-- BEGIN --

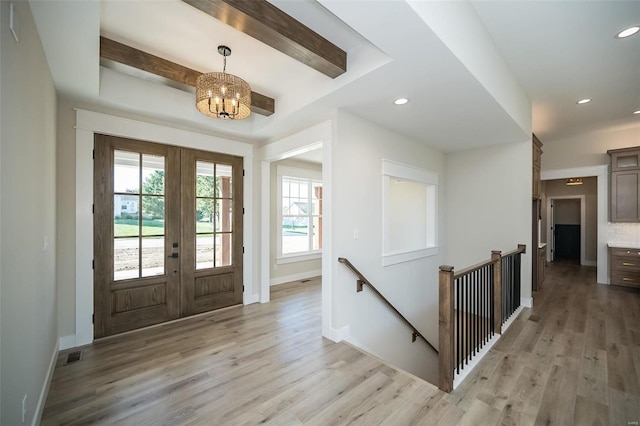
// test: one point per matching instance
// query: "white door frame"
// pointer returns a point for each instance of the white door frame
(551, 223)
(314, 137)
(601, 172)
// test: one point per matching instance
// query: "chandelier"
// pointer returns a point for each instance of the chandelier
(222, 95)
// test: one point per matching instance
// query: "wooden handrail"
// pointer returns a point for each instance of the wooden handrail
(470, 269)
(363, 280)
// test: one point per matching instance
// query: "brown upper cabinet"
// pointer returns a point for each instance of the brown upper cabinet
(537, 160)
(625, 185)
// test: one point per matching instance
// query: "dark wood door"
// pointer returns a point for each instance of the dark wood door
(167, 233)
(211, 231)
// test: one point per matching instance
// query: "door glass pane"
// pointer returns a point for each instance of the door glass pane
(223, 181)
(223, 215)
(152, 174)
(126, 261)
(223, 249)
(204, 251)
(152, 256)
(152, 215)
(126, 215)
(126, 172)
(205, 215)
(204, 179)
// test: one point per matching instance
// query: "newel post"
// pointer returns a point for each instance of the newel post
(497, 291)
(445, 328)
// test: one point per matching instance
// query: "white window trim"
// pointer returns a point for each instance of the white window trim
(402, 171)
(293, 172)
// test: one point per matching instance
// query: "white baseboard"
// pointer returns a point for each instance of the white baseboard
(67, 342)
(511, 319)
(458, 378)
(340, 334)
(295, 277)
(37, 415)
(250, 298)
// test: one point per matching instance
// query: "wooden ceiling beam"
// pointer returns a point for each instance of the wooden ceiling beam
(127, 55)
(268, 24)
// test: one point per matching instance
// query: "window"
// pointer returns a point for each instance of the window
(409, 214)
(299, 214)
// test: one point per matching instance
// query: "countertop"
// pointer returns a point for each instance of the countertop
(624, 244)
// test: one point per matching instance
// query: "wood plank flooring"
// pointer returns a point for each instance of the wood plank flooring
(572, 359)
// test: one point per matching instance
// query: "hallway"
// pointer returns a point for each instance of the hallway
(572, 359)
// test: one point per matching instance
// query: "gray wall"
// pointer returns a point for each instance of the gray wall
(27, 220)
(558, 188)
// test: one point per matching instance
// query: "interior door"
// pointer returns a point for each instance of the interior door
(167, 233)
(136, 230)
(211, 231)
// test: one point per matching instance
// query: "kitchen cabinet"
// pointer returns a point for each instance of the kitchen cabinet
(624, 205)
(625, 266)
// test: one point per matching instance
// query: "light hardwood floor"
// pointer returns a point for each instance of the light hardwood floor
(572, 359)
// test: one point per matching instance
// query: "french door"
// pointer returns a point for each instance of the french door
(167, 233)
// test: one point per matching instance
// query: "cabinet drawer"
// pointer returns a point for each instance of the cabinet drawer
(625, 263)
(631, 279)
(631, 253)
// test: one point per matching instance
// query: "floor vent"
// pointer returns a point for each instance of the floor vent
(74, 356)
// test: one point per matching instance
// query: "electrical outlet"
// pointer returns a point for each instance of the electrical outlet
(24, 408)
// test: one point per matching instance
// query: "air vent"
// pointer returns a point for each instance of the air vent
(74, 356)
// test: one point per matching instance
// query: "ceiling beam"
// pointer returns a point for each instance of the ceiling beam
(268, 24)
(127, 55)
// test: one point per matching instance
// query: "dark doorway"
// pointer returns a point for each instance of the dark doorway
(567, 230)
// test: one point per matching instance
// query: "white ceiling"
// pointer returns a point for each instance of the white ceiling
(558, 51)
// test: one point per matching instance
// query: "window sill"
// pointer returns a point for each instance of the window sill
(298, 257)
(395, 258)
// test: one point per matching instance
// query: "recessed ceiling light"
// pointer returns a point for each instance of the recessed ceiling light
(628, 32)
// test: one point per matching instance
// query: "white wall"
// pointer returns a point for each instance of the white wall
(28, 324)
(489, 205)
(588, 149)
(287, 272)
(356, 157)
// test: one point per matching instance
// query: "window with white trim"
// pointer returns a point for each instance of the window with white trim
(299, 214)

-- END --
-- BEGIN --

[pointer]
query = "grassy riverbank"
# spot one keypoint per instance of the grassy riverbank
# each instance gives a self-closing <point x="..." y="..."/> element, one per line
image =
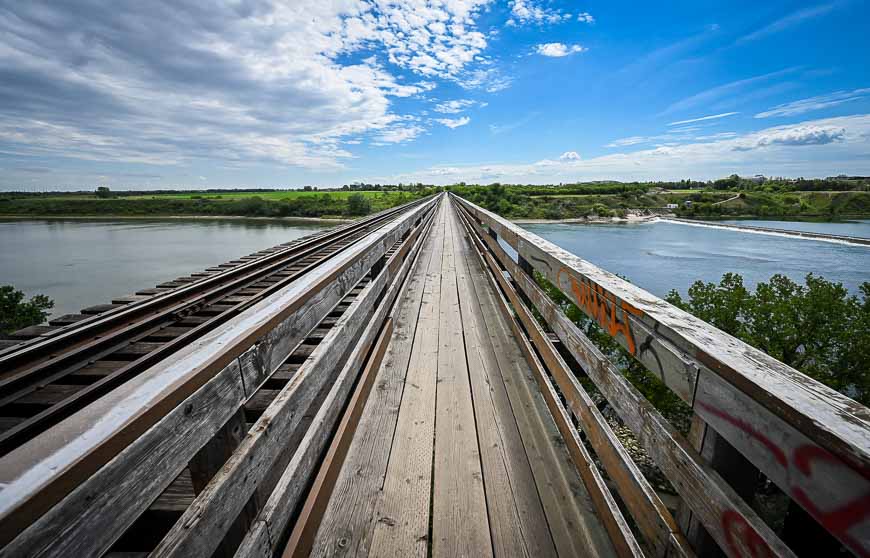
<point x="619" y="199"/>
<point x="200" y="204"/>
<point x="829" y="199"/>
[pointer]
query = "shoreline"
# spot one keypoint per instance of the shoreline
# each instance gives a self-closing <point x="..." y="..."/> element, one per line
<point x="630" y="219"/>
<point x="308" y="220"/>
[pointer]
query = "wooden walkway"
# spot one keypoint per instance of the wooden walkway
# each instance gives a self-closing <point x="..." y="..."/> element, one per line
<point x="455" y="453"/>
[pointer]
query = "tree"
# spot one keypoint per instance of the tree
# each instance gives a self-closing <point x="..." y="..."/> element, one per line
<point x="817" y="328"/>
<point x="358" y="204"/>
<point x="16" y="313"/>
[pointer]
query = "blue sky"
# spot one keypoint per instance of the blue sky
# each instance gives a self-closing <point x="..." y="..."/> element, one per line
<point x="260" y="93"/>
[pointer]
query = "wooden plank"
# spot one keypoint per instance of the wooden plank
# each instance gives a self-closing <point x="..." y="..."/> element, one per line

-- END --

* Challenge *
How many of the lines above contain the string "brown"? Reply with the number alone.

* Output of the task *
2